Goal 1:
What is the title of Douglas Gordon's 2005 photo series mentioned in the exhibition review?

Given text:
— start —

A review of artist DOUGLAS GORDON's exhibition "The Vanity of Allegory" at the Deutsche Guggenheim, Berlin, 2005. By Harald Fricke. Issue #10 (winter 2005/2006).

Curator, interior architect, a source of ideas, art director and exhibiting artist: Douglas Gordon presents and recreates himself and many other artists in “The Vanity of Allegory” at the Deutsche Guggenheim in Berlin.
By Harald Fricke

The rouge is applied just so to the cheek and the lipstick, also worn perfectly, is a saturated red by Chanel. The stylist has done a fine job, and in a few minutes Andy Warhol will present himself before the camera as a professional drag queen. The Polaroids taken during this session will then be signed by Warhol, since even this bit of gay fun in 1981, which provides the motif for the poster for the exhibition in Berlin, “The Vanity of Allegory,” was, for him, entirely a product of his existence as an artist striving for fame and immortality. Had he not written in his 1977 book, From A to B and Back Again, that drag queens remind us “that some stars aren’t just like you and me”?

In the case of Douglas Gordon’s masquerades, now hanging right next to seven Warhols in drag in Berlin’s Deutsche Guggenheim, one can’t be quite sure he’s pulled this off. His face made up palely, with a black wig here and a platinum blonde one there, are hardly fitted as tightly as those on Warhols transvestites – Gordon hasn’t even shaved the hair off his chest for his 2005 photo series “staying home/going out.”  Gordon seems more to be playing at dress-up; his look is a quotation or, as the title of his earlier photographs of 1996 puts it, Self-portrait as Kurt Cobain, as Andy Warhol, as Myra Hindley, as Marilyn Monroe.

— end —

The input:
— start —

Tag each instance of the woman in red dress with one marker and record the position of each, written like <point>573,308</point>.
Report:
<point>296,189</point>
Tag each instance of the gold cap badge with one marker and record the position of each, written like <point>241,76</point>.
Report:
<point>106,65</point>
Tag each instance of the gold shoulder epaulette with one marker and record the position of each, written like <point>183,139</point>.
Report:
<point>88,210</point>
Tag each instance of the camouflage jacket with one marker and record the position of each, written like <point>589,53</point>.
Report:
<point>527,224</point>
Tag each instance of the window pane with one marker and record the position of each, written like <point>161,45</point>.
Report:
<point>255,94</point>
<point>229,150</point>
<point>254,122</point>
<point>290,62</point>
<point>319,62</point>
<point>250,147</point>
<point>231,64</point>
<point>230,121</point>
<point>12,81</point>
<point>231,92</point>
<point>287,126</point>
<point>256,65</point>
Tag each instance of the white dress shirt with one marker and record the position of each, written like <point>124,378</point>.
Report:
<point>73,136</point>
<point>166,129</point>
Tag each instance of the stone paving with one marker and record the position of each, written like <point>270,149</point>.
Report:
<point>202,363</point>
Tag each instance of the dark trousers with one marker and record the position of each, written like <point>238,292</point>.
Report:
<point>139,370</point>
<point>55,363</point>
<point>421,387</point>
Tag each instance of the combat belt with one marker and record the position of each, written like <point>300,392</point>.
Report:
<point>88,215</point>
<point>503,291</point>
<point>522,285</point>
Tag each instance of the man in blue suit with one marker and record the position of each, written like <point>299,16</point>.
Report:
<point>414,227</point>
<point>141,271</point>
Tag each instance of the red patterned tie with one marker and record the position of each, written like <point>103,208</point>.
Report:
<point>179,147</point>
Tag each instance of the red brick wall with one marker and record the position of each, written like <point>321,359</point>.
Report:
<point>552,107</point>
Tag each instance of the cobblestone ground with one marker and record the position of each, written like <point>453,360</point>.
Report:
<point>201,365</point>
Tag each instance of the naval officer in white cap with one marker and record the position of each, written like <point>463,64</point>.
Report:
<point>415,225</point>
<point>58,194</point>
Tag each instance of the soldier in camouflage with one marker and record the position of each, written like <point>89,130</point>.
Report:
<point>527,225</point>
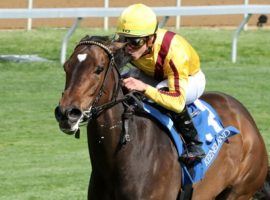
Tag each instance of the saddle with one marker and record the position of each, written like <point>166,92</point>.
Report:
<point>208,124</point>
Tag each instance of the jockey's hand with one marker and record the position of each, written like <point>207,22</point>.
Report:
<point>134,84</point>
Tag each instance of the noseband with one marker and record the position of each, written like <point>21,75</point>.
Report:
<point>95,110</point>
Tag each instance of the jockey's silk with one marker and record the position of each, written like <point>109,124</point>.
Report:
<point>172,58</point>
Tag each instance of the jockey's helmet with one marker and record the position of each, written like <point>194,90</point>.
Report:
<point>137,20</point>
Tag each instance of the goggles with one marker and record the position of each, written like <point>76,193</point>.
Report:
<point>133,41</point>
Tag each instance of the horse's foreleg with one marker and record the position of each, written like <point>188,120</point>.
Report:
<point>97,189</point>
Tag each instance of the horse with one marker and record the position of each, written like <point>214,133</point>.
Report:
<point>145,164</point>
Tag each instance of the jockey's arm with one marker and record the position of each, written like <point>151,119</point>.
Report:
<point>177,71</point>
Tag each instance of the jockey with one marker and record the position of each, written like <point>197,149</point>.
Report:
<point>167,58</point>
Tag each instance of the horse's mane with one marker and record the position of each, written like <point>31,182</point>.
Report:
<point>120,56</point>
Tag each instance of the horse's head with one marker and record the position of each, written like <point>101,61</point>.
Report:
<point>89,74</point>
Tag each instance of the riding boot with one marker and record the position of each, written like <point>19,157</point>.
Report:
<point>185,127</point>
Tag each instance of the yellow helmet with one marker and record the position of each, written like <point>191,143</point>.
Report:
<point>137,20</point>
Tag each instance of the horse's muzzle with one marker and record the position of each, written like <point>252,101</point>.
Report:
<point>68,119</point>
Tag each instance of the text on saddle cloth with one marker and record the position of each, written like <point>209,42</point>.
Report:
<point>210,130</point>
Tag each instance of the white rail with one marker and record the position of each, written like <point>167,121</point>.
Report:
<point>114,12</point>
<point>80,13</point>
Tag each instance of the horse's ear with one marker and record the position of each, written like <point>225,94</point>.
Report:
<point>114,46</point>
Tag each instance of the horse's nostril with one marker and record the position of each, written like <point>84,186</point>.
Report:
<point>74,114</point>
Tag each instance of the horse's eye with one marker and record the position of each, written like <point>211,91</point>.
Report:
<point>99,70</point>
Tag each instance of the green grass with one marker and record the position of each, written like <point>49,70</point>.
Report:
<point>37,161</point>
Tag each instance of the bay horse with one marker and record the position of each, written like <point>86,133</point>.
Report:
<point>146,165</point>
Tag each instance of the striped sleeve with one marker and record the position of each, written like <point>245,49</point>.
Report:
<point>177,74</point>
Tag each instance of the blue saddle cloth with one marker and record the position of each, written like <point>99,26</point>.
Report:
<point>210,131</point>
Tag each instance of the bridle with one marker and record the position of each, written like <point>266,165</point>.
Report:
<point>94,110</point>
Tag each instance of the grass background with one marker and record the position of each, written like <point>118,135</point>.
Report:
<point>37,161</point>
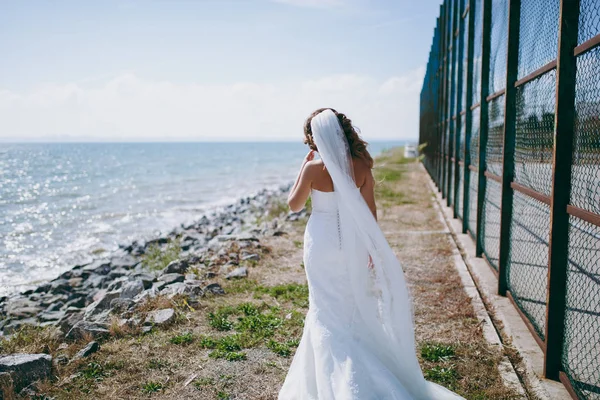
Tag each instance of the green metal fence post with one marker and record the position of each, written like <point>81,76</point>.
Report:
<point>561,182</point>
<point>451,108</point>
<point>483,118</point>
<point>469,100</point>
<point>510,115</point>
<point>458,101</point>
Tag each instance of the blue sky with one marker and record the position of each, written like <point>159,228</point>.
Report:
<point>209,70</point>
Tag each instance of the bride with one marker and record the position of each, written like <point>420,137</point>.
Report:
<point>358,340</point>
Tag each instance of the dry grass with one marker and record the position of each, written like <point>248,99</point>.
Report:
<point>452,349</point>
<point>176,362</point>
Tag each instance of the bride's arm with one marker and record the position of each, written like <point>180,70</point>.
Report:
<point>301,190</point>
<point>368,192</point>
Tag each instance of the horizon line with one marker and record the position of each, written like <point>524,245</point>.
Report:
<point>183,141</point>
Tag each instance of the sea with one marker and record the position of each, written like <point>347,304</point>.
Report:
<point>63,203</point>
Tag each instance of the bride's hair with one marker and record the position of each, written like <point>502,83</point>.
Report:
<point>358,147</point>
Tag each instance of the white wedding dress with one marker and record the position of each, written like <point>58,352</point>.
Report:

— end —

Goal 2:
Convert the lines of the listing, from the line with "Tag each instance of the riding" up to and including the line with "<point>185,127</point>", into a JSON list of strings with one string per line and blank lines left out.

Expected output 1:
"staying home/going out."

Expected output 2:
[
  "Tag each instance of the riding boot with one marker and record the position of each, written like <point>19,157</point>.",
  "Report:",
  "<point>185,127</point>"
]